Work required: In the passage about shopping on a tight budget, what can you get for a fiver at the second-hand shop on Holloway Road?
[Source document — start]
So. I buy my shoestrings on a shoestring, and my advice for shopping with no funds is first to avoid low-cost stores. Never buy fabric that feels nasty, because there is no way of hiding that it is. Polyester screams Cheap - which you may very well be, but there is no reason to look it.

I can’t pass a charity shop without going in. It’s the excitement. Everything is a one-off, a not-to-be-found item with a label usually far beyond my price range - especially if you frequent the posher parts of London such as Kensington. Every piece has a history: there are no virgin clothes here, but experienced material whose past remains a mystery. There is a very exciting second-hand shop on Holloway Road, where – amongst other things - you can pick up knee-length leather coats for a fiver.

But watch out for being enticed into buying the purely horrendous just because it seems exciting. Some things have been donated to charity for a reason. And I’m sorry, but gold lamé shoulder-pads will only ever look good on 80s Madonna and Barbie, and have no place in real life.
[Source document — finish]
[Provided records — start]
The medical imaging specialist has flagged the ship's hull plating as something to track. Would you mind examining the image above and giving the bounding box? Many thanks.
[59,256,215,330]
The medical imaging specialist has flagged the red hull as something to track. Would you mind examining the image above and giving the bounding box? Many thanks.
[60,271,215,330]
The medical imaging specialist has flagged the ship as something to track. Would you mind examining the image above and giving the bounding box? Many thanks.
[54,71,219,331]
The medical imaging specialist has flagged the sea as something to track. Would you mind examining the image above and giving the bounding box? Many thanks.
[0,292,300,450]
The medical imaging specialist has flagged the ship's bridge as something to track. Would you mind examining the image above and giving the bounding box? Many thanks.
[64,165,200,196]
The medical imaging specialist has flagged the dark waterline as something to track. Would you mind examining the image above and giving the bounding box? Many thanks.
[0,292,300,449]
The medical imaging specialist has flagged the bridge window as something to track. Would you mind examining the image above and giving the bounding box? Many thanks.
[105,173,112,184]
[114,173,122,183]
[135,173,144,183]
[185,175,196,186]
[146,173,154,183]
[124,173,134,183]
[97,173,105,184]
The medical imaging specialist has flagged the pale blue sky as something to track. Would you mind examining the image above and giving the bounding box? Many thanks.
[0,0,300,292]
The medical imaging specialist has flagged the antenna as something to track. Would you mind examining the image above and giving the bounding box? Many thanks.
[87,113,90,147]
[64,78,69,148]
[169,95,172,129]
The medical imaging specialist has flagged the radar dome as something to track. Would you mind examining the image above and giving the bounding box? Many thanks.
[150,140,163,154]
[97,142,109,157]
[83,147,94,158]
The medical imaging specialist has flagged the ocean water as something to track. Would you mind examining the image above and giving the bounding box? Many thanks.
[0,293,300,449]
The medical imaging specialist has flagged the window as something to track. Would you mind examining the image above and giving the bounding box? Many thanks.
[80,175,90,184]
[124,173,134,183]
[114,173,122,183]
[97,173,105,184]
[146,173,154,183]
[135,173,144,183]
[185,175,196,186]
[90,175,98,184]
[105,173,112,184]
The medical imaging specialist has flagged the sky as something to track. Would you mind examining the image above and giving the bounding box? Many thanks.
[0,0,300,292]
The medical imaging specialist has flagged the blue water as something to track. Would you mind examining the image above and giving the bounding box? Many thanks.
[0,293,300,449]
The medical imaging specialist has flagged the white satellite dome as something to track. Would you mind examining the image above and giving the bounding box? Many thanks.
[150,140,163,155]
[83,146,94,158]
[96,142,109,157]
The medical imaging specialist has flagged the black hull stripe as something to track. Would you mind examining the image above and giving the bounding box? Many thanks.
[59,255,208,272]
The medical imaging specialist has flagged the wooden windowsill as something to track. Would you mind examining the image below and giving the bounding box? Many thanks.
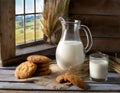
[3,43,56,66]
[16,43,56,56]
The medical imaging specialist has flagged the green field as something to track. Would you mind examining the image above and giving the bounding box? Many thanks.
[16,19,43,44]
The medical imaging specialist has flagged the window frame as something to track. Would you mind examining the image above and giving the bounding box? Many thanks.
[15,0,46,48]
[0,0,56,66]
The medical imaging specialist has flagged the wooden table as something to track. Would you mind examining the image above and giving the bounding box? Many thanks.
[0,68,120,93]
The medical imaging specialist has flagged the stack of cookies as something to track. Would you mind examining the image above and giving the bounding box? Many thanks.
[27,55,51,76]
[15,55,51,79]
[Provided records — finish]
Your response: Knee-length leather coats.